• [Consignes]
1. Recopiez mot pour mot le passage du texte sur le progrès qui va de « Le progrès, cette » à « de la SNCF. ».
2. Pour chacune des affirmations suivantes, dites si elle concorde avec le texte sur le progrès en répondant par oui ou par non, puis citez exactement les mots du texte qui tranchent.
(a) Un slogan de la SNCF affirmait que le progrès ne vaut que s’il est partagé par tous.
(b) Le nouveau TGV fait le bonheur des vignerons.
(c) Les habitants de Roissy sont de moins en moins gênés par le trafic aérien.
3. Poursuivez le texte sur le progrès après sa dernière phrase.

• [Texte fourni]
# # #
Le progrès, cette marche en avant censée produire à chaque pas de nouveaux bonheurs, devrait toutefois tenir compte en permanence de l’éthique précitée. Le revers de la médaille est que, mal maîtrisée, cette avancée ne contente que son initiateur et ses bénéficiaires directs. « Le progrès ne vaut que s’il est partagé par tous » disait l’un des derniers slogans de la SNCF.
Cette compagnie se contredit à l’évidence, dès qu’elle lance à travers des kilomètres de vignobles un nouveau TGV, qui certes, satisfait les voyageurs pressés, mais désespère à juste titre les vignerons concernés! De leur côté, les habitants de Roissy, eux, de plus en plus affectés par un trafic aérien et une odeur de kérosène en égale progression, ne trouvent pas, comme le chante encore une publicité d’AIR FRANCE que « le ciel est le plus bel endroit de la terre » ! Quant aux collaborateurs récemment licenciés d’une fabrique de pneumatiques comment peuvent-ils comprendre que cette entreprise annonce une augmentation de ses bénéfices et parallèlement une diminution de ses effectifs ? Pour un tel fabricant, c’est ce qui s’appelle « être gonflé » !
# # #
• [Données]
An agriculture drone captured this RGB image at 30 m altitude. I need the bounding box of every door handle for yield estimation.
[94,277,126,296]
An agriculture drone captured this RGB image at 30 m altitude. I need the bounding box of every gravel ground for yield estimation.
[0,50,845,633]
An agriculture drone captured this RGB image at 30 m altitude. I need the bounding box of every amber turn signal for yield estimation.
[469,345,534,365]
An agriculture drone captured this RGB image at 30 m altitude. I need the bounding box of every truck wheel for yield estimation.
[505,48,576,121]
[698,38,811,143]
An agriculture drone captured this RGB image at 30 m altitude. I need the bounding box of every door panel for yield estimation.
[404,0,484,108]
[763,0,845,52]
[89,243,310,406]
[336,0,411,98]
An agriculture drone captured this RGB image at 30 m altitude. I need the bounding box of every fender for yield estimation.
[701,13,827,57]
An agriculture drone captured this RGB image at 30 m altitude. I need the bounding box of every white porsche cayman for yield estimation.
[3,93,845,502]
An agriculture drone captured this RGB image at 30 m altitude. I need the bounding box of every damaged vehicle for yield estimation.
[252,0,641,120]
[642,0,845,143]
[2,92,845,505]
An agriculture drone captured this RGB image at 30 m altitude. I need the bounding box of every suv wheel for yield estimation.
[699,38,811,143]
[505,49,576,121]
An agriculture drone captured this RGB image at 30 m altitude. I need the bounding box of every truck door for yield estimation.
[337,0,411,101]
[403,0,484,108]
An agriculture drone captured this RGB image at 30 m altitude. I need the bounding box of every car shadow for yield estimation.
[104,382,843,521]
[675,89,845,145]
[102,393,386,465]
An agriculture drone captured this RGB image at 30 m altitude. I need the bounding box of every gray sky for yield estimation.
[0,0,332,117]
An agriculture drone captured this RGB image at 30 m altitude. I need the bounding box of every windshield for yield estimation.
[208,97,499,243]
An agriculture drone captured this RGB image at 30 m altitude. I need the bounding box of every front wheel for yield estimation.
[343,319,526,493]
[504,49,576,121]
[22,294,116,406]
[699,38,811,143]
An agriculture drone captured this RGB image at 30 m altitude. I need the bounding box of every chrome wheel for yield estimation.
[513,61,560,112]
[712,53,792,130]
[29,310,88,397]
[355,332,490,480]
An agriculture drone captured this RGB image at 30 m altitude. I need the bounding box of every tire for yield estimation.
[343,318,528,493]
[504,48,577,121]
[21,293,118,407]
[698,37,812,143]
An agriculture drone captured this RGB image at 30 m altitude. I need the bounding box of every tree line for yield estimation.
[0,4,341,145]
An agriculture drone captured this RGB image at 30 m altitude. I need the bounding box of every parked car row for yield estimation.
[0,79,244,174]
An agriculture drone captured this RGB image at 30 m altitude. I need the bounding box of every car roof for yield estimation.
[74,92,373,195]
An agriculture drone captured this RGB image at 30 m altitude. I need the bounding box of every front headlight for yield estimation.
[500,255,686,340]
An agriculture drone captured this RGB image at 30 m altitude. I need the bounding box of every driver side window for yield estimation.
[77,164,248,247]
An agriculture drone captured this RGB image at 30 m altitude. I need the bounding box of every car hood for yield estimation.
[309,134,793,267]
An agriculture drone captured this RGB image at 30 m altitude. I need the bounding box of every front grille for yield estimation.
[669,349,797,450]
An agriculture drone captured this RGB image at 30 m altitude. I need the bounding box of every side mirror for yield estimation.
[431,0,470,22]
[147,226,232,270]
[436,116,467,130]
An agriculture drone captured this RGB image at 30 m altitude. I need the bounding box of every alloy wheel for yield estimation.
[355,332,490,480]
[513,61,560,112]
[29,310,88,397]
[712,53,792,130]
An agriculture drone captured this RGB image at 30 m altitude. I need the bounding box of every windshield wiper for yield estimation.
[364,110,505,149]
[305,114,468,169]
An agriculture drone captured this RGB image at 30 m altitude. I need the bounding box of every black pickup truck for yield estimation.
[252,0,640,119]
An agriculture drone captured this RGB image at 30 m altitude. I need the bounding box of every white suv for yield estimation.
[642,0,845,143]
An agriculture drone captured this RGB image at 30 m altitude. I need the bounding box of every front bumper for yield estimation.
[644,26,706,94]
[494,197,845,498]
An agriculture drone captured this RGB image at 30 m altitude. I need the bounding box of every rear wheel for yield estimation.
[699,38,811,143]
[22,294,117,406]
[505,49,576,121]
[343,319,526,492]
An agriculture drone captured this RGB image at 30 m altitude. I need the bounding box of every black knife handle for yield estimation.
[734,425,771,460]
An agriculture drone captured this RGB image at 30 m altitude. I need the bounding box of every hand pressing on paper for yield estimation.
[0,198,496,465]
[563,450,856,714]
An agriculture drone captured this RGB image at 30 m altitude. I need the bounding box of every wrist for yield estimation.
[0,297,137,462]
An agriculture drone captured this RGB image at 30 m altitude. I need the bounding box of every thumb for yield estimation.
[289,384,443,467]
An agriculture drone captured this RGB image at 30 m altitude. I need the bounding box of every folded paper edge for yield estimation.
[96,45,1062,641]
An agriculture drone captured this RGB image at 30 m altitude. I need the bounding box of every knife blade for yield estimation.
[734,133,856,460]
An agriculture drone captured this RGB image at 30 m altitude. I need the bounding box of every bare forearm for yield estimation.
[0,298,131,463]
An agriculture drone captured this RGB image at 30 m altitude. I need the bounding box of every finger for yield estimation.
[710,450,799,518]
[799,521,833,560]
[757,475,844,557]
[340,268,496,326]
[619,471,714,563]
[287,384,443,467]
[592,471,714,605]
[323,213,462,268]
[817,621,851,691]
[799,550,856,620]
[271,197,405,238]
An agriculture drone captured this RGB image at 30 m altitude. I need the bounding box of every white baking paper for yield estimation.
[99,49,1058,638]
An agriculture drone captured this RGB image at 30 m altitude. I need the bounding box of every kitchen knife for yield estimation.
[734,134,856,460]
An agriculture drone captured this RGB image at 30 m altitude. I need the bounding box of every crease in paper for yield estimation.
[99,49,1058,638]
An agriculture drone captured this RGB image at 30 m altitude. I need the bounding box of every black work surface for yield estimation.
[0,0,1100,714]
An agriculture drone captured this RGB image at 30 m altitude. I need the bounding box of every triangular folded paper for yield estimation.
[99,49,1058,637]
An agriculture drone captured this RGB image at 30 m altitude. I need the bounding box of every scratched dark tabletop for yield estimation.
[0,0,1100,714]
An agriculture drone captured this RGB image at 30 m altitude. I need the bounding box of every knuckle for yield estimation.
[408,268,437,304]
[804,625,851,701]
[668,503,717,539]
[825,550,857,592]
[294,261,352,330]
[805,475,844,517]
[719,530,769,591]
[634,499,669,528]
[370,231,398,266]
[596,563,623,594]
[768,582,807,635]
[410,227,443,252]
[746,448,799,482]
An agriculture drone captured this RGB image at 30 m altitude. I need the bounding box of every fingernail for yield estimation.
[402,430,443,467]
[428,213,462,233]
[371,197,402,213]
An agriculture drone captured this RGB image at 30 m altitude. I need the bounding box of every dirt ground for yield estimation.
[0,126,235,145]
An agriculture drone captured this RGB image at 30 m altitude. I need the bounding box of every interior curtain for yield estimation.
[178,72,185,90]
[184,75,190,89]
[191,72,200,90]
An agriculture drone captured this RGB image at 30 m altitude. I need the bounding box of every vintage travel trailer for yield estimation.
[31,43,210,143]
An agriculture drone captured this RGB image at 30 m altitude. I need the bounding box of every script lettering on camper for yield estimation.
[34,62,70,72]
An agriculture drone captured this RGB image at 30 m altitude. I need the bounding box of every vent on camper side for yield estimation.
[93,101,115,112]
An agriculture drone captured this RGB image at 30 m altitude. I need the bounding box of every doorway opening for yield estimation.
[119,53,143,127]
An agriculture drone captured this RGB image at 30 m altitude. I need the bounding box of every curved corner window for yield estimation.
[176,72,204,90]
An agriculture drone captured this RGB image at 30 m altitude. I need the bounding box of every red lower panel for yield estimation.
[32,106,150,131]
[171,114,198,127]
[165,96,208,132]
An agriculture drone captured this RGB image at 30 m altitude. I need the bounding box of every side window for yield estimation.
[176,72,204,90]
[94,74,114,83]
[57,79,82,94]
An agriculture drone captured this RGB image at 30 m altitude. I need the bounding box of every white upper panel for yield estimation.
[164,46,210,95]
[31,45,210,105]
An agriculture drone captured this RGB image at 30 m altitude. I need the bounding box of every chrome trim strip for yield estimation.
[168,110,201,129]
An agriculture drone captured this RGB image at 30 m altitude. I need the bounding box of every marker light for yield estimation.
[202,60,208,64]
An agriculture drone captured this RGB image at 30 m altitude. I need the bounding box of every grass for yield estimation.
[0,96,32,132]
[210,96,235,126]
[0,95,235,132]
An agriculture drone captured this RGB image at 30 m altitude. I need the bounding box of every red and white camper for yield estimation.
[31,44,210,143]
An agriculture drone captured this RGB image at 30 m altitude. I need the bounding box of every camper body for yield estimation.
# # #
• [Réponses]
1.
Le progrès, cette marche en avant censée produire à chaque pas de nouveaux bonheurs, devrait toutefois tenir compte en permanence de l’éthique précitée. Le revers de la médaille est que, mal maîtrisée, cette avancée ne contente que son initiateur et ses bénéficiaires directs. « Le progrès ne vaut que s’il est partagé par tous » disait l’un des derniers slogans de la SNCF.

2.
(a) Oui : « Le progrès ne vaut que s’il est partagé par tous » disait l’un des derniers slogans de la SNCF.
(b) Non : « qui certes, satisfait les voyageurs pressés, mais désespère à juste titre les vignerons concernés »
(c) Non : « de plus en plus affectés par un trafic aérien et une odeur de kérosène en égale progression »

3.
Il ne faut donc pas confondre le vrai progrès – celui qui facilite, anoblit et embellit la vie de l’homme – avec la productivité, aux effets perversifiés, tant par la technologie galopante que par le désir névrotique de profit. Il ne faut pas non plus assimiler l’authentique amélioration à la modernité, qui en tant que photographie du présent, ne montre pas toujours avec ses clichés contradictoires, le meilleur profil de l’homme.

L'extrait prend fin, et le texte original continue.